Leitsatz

Bezieht der Steuerpflichtige aufgrund eines Rentenversicherungsvertrags gegen Einmalbeitrag auf Lebenszeit sowohl eine garantierte "Grundrente" als auch eine nicht garantierte "Bonusrente aus der Überschussbeteiligung", so sind beide Bestandteile der wiederkehrenden Bezüge einheitlich zu beurteilen und trotz der durch die fehlende Gleichmäßigkeit der Leistungen bedingten Nichterfüllung des Leibrentenbegriffs lediglich mit ihrem Ertrags- bzw. Zinsanteil der Einkommensbesteuerung zu unterwerfen.

 

Sachverhalt

Der 1942 geborene S schloss Ende 1992 mit der L-AG einen Vertrag über eine sofort beginnende Leibrente gegen Zahlung eines Einmalbeitrags von 200000 DM. Die L-AG verpflichtete sich, ab 1.1.1993 lebenslang monatlich 874,75 DM zuzüglich einer nicht garantierten Bonusrente von anfänglich 436,92 DM zu zahlen. S finanzierte den Einmalbeitrag in voller Höhe durch ein Darlehen der E-Bank, das mit 9 % verzinst und am 17.12.2004 in einem Betrag zurückgezahlt werden sollte (Darlehen I). Die Zinsen für die gesamte Laufzeit entrichtete S im Voraus. Zur Finanzierung der Zinszahlung nahm S ein Darlehen der E-Bank über 139235 DM auf, bei dem die Zinsen von 8,75 % vierteljährlich zu entrichten waren (Darlehen II). Das Darlehen II war in voller Höhe am 17.12.1998 zurückzuzahlen. Für 1992 machte S bei den Einkünften aus der Leibrente einen Werbungskostenüberschuss von 143235 DM geltend. Das Finanzamt erkannte diesen nicht an, da keine Einkünfteerzielungsabsicht vorliege. Das FG gab der dagegen gerichteten Klage statt. Auf die Revision hob der BFH die Vorentscheidung auf und wies die Klage ab.

*Aufgaben:*
**a.** Gib aus dem Text zur Bonusrente den Abschnitt von "Bezieht der Steuerpflichtige" bis einschließlich "Einkommensbesteuerung zu unterwerfen." wortgetreu wieder.
**b.** Mit welcher Begründung erkannte das Finanzamt laut dem Text zur Bonusrente den geltend gemachten Werbungskostenüberschuss nicht an?
**c.** Führe den Text zur Bonusrente im Anschluss an seinen letzten Satz weiter.
Die Auflistung ist hierfür ohne Bedeutung.

*Angezeigte Informationen:*
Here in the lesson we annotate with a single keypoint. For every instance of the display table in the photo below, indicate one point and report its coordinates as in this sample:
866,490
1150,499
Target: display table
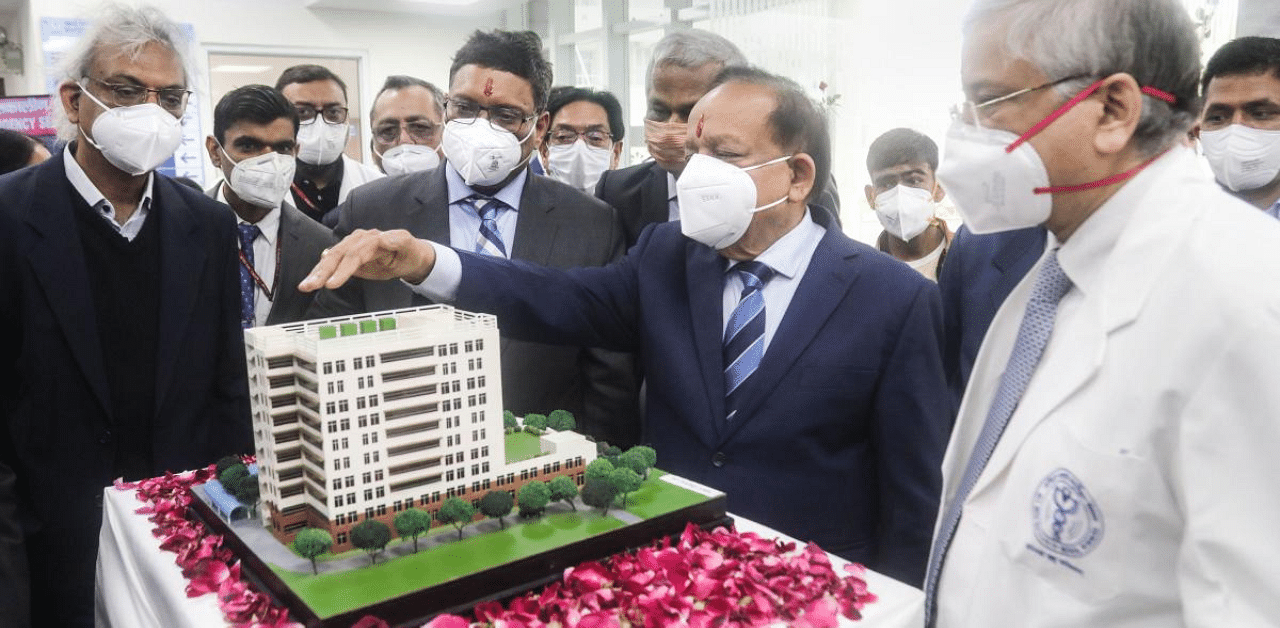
141,586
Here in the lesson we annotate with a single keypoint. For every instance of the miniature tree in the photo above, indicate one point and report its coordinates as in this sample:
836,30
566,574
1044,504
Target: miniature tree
497,504
561,420
371,536
648,455
634,461
534,498
414,522
563,490
311,544
598,470
599,494
625,481
535,422
456,512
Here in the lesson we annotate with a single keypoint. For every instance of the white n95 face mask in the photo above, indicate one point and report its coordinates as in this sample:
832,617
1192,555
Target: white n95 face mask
992,188
321,143
905,211
405,159
263,179
483,154
1242,157
717,200
579,164
135,138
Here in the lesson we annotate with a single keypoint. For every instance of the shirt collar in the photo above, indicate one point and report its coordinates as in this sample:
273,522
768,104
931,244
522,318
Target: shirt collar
269,225
94,197
510,193
791,252
1084,255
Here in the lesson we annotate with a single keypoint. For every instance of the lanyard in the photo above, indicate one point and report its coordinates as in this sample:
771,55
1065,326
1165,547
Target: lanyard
275,280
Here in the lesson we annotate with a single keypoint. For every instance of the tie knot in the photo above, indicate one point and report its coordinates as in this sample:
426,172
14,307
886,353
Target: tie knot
1051,283
754,274
248,233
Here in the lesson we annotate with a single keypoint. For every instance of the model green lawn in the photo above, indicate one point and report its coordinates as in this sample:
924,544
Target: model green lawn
337,592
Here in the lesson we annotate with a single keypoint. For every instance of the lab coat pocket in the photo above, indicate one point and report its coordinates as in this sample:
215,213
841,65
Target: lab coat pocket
1069,519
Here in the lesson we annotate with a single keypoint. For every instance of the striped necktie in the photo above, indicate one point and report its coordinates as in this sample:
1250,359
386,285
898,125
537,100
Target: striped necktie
248,233
489,241
1051,285
744,335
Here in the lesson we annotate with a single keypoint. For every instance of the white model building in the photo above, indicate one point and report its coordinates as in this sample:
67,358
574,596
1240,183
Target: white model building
365,416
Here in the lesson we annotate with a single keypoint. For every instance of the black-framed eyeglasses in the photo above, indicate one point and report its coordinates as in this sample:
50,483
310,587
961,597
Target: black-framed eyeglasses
598,138
466,113
170,99
419,131
332,114
970,111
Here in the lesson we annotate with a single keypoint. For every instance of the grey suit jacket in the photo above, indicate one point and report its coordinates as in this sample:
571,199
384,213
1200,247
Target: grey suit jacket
302,241
557,227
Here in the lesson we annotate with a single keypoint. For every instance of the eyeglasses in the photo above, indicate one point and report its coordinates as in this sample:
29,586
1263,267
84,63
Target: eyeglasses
417,131
170,99
595,137
466,113
972,113
332,114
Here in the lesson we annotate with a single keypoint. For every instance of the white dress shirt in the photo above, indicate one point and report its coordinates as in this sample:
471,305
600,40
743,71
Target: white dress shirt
264,257
100,205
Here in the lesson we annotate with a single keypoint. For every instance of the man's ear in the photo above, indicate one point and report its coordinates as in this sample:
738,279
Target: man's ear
1121,109
803,173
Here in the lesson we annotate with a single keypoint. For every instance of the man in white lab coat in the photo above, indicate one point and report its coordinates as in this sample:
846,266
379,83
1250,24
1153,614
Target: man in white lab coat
1115,457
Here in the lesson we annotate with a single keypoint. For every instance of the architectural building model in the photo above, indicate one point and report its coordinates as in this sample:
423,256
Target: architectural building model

*Lösungen:*
**a.**
Bezieht der Steuerpflichtige aufgrund eines Rentenversicherungsvertrags gegen Einmalbeitrag auf Lebenszeit sowohl eine garantierte "Grundrente" als auch eine nicht garantierte "Bonusrente aus der Überschussbeteiligung", so sind beide Bestandteile der wiederkehrenden Bezüge einheitlich zu beurteilen und trotz der durch die fehlende Gleichmäßigkeit der Leistungen bedingten Nichterfüllung des Leibrentenbegriffs lediglich mit ihrem Ertrags- bzw. Zinsanteil der Einkommensbesteuerung zu unterwerfen.

**b.** Nach Auffassung des Finanzamts lag keine Einkünfteerzielungsabsicht vor.

**c.**
 

Entscheidung

Dem FG ist nicht darin zu folgen, dass die Grundrente mit dem Ertragsanteil von 41 %, die "Bonusrente" dagegen in voller Höhe als steuerpflichtige Einnahme i.S. von § 22 Nr. 1 Satz 1 EStG zu versteuern ist. Denn die volle Erfassung der "Bonusrente" würde zu einer verfassungswidrigen Überbesteuerung führen, weil dann auch ein Teil der Kapitalrückzahlung besteuert würde.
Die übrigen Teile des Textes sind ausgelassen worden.